I wouldn't generalize this way: the difference you mention is observed only in a limited set of adjectives, those migrating from one grammar to another. For the vast majority of cases the difference is entirely stylistic — some short adjectives (especially with the monosyllabic stem in the masculine form) are more rare even in the written language («он нов» is strange, but the rhythmically longer «он не нов» or occasionally even «он был нов» is OK), whereas other (longer ones, «свободен», «наряден», «волосат») have no such limitations. The general trend is that the spoken language tries to get rid of the short forms, starting with the phonetically shortest ones, while the written language with a more or less success withstands this. Especially the polite form «вы/Вы» requires a short adjective in the written form («вы красивы», whereas «а вы красивый» is spoken).


----------



## ahvalj

By the way, a historical note™. The etymologically original adjectives are continued in the short ones; until some 1000 years ago they were used in the majority of cases. The long adjectives where originally compound, formed by adding the word "which" to the end of the short form; both parts were originally declining separately: «новъ — новъи», «нова — новаꙗ», «ново — новоѥ» ("new — new-which"); «нова — новаѥго (> новааго > новаго)», «новы — новыѣ», etc. The same thing happened in the Baltic languages. With time, the second element tended to fuse to the stem, but the details and the extent to which this occurred differ across the Slavic languages (say, Russian and Byelorussian still preserve the forms like «новая, новую», while in the most other languages they have shortened). This fusion made original and compound adjectives phonetically similar and more than anything else contributed to the disappearance of either form (simplifying, short adjectives won in Bulgarian and Macedonian, long ones in the remaining languages, with the Serbo-Croatian still in the process).

The original meaning of the compound (> long) adjectives was not the definiteness of the noun as in the modern Serbo-Croatian or Latvian and as researches familiar with the definite and indefinite articles often postulate, but the definiteness of the adjective itself — as the meaning of the word "which" suggests an as it is still in the Lithuanian language. So, «зелено ꙗблъко» originally meant both "a green apple" and "the green apple", but «зеленоѥ ꙗблъко» stood for "an/the apple which is green". The same in the modern Lithuanian: «žalias obuolys» versus «žaliasis obuolys». In English this meaning can be occasionally expressed by placing the adjective after the noun and preceding it with the definite article "Peter the Great" ("Peter which is great, which stands out by its greatness"). The strong and weak adjectives in the Germanic languages had originally exactly the same difference in meaning, only the emphasis was expressed not by adding "which" to the original form, but by using the suffix "-n-", which served a similar role since the Indo-European times (say, in Greek "platys","broad" but "platon", "the square-built one")


----------



## Sobakus

Thanks for your very interesting insight, *ahvalj*!


----------



## Explorer41

*ahvalj,* Thank you for your notes. You are convincing, and I agree with you: I'd say "Король голый" ("The king is naked") even if I just name his quality. And I see now that the choice between short and full forms of an adjective is often a euphony issue.

Would you please clarify, what do mean your words "migrating from one grammar to another"? When I wrote that post, I was thinking about adjectives "тёмный", "длинный". ("ночь тёмная, вроде ночей в Севастополе" vs "ночь темна, как ночи в Севастополе" - very slight difference, but it exists). But I can't imagine where and how are they migrating...

# [EXTRACTED INFORMATION]

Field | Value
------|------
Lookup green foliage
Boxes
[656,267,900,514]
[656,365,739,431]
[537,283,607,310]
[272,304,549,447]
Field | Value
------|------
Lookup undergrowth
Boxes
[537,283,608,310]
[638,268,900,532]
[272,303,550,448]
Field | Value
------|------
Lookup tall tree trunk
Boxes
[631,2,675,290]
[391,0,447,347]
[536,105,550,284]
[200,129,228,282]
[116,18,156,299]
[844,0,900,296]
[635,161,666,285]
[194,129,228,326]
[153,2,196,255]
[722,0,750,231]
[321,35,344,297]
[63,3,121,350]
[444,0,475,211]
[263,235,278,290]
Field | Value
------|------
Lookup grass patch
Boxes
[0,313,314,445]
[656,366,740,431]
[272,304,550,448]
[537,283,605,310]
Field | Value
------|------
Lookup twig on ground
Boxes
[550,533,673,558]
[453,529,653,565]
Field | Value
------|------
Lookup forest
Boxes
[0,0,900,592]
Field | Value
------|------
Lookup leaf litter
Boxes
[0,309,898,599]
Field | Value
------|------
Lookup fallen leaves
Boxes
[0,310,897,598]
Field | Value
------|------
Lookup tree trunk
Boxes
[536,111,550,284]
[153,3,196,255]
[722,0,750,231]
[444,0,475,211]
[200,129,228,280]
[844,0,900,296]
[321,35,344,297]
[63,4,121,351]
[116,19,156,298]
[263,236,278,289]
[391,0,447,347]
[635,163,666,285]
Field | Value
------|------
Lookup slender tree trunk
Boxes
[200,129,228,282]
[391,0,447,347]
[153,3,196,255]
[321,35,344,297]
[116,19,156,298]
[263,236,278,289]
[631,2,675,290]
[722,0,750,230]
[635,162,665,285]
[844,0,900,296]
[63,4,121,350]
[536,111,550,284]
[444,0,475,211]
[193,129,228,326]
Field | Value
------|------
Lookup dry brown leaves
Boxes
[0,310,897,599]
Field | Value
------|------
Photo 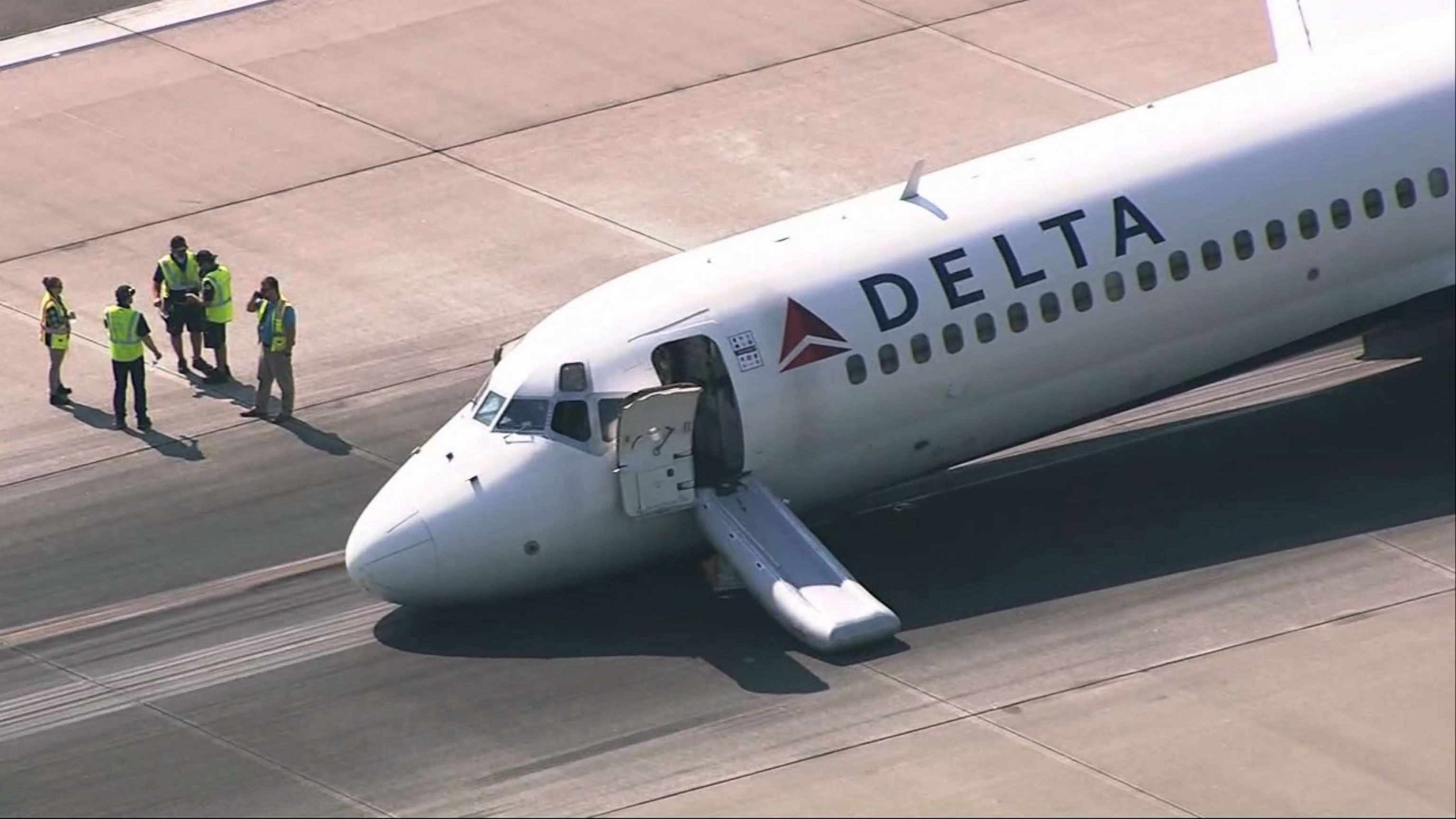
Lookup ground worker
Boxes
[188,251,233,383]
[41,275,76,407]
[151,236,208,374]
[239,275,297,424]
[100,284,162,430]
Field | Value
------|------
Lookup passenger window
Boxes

...

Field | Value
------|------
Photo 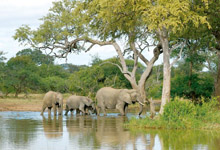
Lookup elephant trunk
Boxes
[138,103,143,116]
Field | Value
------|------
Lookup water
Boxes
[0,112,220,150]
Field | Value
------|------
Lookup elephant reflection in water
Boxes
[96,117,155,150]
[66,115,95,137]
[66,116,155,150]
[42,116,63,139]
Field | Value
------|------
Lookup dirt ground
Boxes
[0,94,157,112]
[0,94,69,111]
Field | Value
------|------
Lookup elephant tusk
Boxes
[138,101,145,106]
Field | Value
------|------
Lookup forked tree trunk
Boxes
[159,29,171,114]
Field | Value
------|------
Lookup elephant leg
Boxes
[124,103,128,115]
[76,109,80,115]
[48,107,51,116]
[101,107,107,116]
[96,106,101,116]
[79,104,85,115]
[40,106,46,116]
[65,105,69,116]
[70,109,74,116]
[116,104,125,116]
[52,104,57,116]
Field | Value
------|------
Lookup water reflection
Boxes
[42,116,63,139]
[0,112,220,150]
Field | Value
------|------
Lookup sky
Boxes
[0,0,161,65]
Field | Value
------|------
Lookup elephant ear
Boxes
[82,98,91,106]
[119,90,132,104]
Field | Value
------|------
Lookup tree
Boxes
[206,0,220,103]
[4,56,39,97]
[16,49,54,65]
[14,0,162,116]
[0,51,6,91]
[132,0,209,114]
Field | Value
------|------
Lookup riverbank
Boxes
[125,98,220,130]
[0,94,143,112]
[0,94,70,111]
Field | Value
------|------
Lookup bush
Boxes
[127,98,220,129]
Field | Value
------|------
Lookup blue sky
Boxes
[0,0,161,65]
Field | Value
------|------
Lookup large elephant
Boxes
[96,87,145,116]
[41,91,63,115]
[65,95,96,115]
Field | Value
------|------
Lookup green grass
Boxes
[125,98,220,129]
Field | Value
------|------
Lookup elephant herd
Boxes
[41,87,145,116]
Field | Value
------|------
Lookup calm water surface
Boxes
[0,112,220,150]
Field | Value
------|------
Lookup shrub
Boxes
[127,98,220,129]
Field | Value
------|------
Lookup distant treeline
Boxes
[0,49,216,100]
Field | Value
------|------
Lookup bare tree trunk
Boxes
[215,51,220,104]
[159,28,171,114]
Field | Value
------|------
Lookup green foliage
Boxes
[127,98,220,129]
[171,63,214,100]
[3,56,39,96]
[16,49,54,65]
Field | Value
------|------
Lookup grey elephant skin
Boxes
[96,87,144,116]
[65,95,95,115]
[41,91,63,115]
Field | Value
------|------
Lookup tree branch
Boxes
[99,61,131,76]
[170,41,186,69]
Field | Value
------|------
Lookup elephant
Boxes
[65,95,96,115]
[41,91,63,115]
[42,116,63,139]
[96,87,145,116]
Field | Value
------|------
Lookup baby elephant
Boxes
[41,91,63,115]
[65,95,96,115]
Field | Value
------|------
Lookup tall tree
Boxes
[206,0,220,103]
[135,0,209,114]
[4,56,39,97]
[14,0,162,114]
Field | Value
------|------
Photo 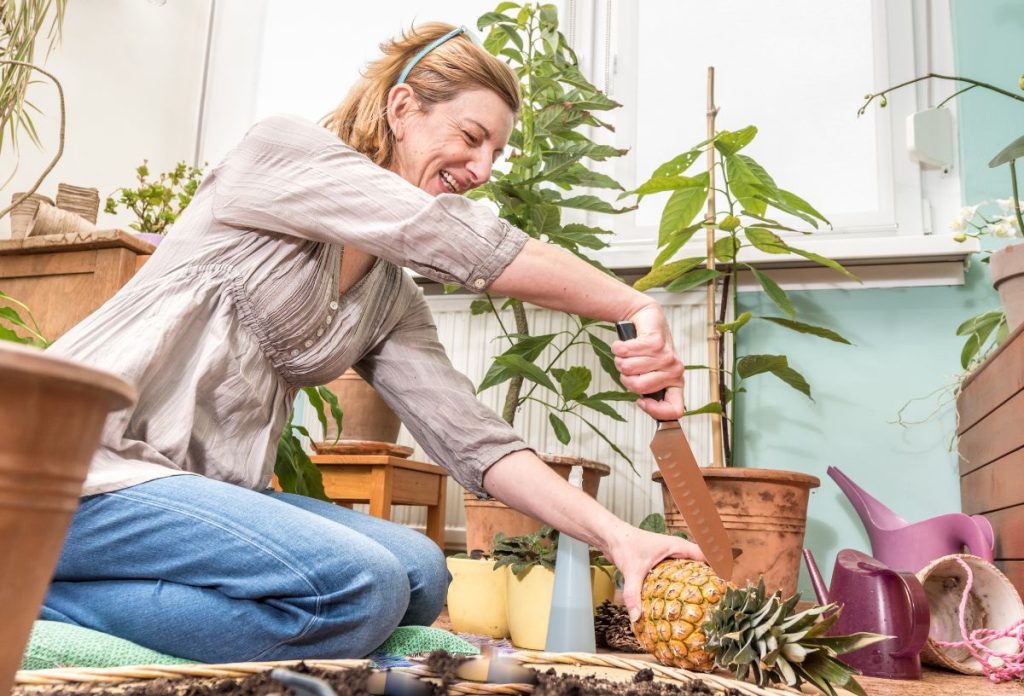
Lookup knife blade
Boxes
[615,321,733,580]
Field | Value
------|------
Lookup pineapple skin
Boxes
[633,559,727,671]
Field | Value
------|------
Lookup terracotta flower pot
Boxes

* * *

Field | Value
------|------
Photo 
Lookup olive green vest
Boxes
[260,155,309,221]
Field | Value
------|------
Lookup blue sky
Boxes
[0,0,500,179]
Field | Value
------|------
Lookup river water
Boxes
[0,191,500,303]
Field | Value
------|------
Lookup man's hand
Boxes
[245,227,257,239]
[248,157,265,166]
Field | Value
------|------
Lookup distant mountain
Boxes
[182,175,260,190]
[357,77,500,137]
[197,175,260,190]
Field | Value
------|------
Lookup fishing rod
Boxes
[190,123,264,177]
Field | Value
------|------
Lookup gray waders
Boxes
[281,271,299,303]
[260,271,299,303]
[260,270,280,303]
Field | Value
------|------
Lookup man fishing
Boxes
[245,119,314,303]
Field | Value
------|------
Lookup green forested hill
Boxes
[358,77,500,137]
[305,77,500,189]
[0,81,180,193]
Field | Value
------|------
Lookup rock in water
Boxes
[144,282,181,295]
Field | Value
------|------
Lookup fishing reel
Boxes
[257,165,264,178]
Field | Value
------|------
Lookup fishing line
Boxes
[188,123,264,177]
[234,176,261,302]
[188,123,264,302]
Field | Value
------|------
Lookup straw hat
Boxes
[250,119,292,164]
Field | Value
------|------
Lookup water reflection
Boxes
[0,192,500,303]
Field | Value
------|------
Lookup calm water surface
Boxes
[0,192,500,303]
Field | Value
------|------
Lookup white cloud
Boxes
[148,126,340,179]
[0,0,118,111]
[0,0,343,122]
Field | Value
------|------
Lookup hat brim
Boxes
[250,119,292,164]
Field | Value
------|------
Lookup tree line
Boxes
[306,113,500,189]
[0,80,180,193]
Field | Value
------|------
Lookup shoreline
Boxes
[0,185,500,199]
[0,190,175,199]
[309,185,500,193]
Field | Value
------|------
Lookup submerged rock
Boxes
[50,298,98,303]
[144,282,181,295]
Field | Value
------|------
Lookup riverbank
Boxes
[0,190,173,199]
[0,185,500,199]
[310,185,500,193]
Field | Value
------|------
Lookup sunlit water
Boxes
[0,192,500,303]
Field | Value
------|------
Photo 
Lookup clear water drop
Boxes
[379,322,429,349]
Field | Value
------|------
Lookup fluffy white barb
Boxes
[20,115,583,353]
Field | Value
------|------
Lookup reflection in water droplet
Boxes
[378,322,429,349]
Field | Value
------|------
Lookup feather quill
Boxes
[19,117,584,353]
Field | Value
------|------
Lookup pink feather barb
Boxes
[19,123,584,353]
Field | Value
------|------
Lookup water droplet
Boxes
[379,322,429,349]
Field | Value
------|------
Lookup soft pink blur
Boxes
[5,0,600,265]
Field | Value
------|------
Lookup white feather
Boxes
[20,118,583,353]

# [WORK TO BE COMPLETED]
Continue the forum discussion of short and long Russian adjectives from the point where it stops.

# [EXERCISE RESULT]
Thank you...


----------



## ahvalj

I meant that there is a number of words with this distinction between a permanent/transient quality, and many of them are cited in any grammar (a very typical situation with the secondary literature when examples listed by some previous authors are then repeated for decades from one work to another — that is what I call migration). 

I agree that such words exist, but I just would like to point out that this distinction is far from universal. As it often happens with overlapping words and grammatical categories, the short and long adjectives develop some random subtle differences in meaning, this difference being one of such variants. After the polite «вы», for example, this doesn't work even with «больны» or «хороши» («Иван Иванович, вы больны» may mean both a permanent and a transient quality).


----------



## F. Julien

Thank you very much for this answer.
If I understand, the polite "*Вы*" behaves in fact, morphologically, like "*он*", in all situations, yes?
Therefore, one should say to a _lady_:
"Вы очень элегантн*ый*" (or "элегантн*ы*"), because the polite *Вы *form _grammatically_ behaves like third person singular *masculine *-- regardless of the fact that one is adressing a lady.
Is that correct?


----------



## Maroseika

F. Julien said:


> Thank you very much for this answer.
> If I understand, the polite "*Вы*" behaves in fact, morphologically, like "*он*", in all situations, yes?


No, it behaves as the 3rd person singular depending on the gender: 
Вы очень элегантная (to a lady) or элегантный (to a gentleman). 
But in short form we should use plural form with both genders: элегантны. 

By the way, with verbs polite Вы behaves like plural вы: Вы приехали, не хотите ли Вы.


----------



## F. Julien

Thank you for this precise and very helpful answer! Now I get it. 
Спасибо Вам огромное.
С уважением


----------



## Lorenc

I would like to ask a comment on the short adjective суеверны in the following sentence (taken from the short story Как убили дракона by Buzzati):
И пояснил, что жители Палиссано очень* суеверны* и ежедневно отправляют в Бурель козу, чтобы задобрить чудовище.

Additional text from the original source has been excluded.